* Start STORED DATA *

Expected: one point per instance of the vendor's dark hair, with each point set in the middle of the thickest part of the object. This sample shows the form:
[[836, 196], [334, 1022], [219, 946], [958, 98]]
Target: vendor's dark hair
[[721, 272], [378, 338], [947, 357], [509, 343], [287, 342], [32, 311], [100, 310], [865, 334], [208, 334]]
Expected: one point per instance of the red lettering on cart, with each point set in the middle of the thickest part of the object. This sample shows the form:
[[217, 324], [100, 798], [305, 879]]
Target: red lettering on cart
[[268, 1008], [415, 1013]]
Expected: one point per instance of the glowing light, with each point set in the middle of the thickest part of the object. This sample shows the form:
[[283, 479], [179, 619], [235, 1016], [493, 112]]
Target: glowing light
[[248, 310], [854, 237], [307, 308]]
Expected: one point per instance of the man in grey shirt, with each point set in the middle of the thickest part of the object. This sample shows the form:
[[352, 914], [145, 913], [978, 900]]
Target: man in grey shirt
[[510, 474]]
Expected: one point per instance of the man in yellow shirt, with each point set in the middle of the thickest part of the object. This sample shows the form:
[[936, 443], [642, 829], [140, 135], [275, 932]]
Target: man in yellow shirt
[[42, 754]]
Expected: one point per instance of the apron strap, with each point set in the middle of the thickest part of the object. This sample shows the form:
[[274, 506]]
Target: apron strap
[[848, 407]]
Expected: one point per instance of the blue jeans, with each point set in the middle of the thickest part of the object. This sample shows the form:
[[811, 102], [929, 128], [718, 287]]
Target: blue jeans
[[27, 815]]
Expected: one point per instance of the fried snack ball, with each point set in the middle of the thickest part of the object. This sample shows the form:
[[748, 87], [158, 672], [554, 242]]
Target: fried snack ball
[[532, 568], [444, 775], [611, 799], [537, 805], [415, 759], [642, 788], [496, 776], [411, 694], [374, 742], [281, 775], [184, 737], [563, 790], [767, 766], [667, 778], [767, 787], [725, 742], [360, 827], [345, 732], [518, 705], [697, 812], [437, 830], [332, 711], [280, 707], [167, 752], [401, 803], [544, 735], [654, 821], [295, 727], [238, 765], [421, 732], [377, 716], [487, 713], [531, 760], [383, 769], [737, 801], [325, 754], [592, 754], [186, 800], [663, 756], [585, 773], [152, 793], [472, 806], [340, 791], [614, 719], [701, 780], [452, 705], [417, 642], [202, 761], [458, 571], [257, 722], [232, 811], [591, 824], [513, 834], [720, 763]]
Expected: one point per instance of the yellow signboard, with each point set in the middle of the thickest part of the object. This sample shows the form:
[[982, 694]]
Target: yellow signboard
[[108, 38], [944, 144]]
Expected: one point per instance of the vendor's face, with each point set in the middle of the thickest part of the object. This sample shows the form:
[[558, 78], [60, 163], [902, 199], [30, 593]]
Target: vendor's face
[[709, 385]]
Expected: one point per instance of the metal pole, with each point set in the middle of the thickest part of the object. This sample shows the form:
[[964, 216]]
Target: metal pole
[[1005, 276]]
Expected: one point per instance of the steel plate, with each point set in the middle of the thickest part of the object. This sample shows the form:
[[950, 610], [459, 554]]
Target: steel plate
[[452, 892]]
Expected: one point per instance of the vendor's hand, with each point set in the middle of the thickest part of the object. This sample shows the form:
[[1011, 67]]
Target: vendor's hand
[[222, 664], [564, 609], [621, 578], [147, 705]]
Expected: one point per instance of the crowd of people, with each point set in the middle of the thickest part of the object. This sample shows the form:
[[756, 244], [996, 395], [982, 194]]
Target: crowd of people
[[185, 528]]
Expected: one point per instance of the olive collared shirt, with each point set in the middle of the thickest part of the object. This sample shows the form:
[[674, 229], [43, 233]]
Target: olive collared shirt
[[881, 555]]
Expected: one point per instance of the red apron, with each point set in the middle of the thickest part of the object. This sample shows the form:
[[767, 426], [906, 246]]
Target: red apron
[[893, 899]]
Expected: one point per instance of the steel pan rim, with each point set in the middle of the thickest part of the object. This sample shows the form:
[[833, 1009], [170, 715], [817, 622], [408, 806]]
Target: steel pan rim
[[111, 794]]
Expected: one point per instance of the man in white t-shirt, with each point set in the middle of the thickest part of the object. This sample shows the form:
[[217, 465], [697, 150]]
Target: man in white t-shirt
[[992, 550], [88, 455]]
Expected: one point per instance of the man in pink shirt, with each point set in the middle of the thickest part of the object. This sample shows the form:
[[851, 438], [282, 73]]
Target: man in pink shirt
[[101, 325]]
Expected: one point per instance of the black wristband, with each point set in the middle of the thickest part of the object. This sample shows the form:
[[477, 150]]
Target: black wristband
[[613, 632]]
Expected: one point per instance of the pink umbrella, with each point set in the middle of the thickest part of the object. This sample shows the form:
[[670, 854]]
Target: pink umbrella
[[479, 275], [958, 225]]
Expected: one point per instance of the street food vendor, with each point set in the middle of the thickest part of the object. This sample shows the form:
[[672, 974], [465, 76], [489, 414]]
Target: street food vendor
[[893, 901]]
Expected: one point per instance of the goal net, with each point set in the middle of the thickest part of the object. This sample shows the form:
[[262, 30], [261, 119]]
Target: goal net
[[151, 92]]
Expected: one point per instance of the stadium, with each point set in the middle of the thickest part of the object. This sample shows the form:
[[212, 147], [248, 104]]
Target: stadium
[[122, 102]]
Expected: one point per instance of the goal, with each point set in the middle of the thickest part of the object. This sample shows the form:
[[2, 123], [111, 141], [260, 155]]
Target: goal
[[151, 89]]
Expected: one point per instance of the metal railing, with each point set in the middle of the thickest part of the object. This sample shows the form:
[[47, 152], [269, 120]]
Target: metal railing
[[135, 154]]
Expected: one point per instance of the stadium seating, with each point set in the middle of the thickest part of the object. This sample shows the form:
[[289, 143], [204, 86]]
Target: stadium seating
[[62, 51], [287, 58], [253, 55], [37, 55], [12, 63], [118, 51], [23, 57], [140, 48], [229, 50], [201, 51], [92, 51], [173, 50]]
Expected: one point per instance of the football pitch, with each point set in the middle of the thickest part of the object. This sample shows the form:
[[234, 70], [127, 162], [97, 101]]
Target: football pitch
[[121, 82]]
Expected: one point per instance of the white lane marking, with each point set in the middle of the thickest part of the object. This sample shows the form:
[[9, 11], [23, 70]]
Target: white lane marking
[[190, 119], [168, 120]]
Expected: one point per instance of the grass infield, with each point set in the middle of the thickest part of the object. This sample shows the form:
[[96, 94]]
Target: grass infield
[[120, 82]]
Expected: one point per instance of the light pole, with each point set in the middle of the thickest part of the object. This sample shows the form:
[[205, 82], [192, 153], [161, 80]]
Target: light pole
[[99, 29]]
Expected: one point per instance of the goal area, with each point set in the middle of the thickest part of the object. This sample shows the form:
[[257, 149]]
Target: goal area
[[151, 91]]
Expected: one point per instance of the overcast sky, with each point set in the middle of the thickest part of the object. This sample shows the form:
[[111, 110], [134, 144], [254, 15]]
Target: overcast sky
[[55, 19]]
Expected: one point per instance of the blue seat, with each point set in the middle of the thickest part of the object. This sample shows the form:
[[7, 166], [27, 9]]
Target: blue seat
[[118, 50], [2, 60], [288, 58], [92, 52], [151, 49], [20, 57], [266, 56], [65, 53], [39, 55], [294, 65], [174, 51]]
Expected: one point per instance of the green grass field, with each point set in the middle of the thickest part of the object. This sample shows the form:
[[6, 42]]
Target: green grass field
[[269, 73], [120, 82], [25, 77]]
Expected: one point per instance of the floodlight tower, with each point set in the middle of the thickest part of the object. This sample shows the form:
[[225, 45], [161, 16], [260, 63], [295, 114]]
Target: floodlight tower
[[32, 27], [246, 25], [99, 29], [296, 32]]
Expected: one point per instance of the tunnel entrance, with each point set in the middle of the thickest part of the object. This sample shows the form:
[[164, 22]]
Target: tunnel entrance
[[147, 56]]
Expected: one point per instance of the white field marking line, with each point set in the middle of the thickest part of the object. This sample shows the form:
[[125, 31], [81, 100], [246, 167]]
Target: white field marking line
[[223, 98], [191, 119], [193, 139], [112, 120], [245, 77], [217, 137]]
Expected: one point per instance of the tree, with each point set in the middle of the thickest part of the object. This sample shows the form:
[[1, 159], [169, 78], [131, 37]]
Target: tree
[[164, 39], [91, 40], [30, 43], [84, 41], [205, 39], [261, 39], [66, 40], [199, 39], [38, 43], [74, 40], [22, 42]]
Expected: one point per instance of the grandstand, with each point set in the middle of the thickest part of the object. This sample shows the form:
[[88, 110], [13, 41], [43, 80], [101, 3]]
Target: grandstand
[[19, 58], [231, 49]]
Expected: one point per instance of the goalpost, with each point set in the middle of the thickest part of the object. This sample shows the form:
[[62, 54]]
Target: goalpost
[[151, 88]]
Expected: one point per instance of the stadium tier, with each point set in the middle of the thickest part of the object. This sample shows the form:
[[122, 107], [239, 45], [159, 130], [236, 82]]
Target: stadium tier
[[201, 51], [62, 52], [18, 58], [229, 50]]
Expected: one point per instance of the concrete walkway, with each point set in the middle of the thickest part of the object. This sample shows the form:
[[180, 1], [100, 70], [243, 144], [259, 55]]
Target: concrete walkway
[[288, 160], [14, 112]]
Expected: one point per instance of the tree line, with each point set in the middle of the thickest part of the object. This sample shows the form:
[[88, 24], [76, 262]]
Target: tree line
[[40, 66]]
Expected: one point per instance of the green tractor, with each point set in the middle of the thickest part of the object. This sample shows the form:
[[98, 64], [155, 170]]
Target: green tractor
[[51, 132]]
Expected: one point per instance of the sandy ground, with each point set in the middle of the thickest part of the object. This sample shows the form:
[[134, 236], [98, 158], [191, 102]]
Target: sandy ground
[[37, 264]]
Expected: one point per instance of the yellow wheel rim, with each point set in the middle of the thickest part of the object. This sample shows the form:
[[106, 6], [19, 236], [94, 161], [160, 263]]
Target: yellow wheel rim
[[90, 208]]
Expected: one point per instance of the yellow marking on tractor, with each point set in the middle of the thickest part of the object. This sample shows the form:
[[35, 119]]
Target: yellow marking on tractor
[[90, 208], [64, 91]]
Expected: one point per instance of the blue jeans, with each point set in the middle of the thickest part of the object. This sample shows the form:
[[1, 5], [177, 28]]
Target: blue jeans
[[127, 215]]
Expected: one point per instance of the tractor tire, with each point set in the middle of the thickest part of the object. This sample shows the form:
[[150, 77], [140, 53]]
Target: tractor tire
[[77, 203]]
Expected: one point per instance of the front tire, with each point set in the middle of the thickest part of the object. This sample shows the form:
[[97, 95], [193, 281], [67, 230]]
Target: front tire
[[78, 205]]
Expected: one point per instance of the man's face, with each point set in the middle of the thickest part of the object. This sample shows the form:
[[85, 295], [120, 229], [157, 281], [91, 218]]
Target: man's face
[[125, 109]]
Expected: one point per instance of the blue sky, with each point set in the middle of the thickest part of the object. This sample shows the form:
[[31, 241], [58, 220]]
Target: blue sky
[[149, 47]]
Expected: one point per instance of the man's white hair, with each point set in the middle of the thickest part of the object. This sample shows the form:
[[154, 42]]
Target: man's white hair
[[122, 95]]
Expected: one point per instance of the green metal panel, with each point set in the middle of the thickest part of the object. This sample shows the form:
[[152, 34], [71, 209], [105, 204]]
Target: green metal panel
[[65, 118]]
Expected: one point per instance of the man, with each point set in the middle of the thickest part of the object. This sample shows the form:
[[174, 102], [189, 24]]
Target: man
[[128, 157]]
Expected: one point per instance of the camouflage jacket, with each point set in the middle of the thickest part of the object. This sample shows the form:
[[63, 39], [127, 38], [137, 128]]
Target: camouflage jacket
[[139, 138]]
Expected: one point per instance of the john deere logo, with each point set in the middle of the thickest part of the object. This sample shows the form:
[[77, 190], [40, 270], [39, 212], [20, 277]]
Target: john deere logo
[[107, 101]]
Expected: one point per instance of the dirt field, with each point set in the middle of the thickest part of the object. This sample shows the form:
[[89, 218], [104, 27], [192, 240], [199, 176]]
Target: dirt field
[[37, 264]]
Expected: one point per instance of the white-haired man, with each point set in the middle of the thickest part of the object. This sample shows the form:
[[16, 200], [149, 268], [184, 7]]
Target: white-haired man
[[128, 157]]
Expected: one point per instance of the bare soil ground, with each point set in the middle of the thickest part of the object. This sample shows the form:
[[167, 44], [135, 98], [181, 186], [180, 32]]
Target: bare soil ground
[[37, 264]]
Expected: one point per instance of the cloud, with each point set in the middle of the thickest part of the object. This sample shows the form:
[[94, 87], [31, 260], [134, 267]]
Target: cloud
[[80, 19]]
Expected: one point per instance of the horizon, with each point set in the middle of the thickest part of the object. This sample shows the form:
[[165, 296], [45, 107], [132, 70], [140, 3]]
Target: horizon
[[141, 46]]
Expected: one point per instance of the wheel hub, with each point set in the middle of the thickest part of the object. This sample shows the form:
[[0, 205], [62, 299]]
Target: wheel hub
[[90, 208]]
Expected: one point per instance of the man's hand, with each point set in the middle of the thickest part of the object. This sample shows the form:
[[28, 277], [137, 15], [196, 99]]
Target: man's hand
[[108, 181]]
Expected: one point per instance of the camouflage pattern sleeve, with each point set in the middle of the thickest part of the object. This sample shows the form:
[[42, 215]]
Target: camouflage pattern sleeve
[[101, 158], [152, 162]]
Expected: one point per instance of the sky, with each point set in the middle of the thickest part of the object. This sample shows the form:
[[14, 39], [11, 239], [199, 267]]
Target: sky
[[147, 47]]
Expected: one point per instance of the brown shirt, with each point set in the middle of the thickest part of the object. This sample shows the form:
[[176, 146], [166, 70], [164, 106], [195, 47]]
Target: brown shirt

* End STORED DATA *

_INSTRUCTIONS TO FOLLOW_
Starting with the line with "Expected: one point per instance of the tree line, with" and going on through the line with "[[125, 109]]", write those lines out again, swapping "front tire" for "front wheel" and leaving everything else unchanged.

_ANSWER TO THIS TASK_
Expected: one point per instance of the tree line, with each point set in the middle of the thickest part of the object. This sample shows the form:
[[88, 24], [76, 262]]
Target: tree line
[[40, 66]]
Expected: one point per instance of the green tractor, with each point set in the middle of the thickest part of the object. This sample shows the form:
[[98, 64], [155, 170]]
Target: green tractor
[[51, 132]]
Expected: one point per instance of the sandy ground, with each point set in the middle of the thickest part of the object. This sample shows the form:
[[134, 236], [98, 158], [191, 102]]
Target: sandy ground
[[37, 264]]
Expected: one point per instance of the yellow wheel rim, with each point set in the middle of the thickest part of the object. This sample shows the form:
[[106, 6], [19, 236], [94, 161], [160, 263]]
Target: yellow wheel rim
[[90, 208]]
Expected: one point per instance of the yellow marking on tractor, with each point set in the middle of the thickest part of the object. This sample shows the form:
[[35, 119]]
Target: yellow marking on tractor
[[90, 208], [64, 91]]
Expected: one point per instance of the blue jeans, with each point set in the middle of the thickest part of the object. This sample shows the form:
[[1, 5], [177, 28]]
Target: blue jeans
[[127, 215]]
Expected: one point per instance of the tractor tire, with each point set in the middle of the thickest part of the object. This sample shows the form:
[[150, 77], [140, 53]]
Target: tractor tire
[[77, 203]]
Expected: one point per instance of the front wheel, with each point set in the middle of the thickest part of the object. This sample shows the form:
[[97, 95], [193, 281], [67, 230]]
Target: front wheel
[[78, 205]]
Expected: one point per instance of the man's face, with each point set in the middle of the thickest part of the object. This sample shows the form:
[[85, 295], [120, 229], [157, 281], [91, 218]]
Target: man's face
[[125, 109]]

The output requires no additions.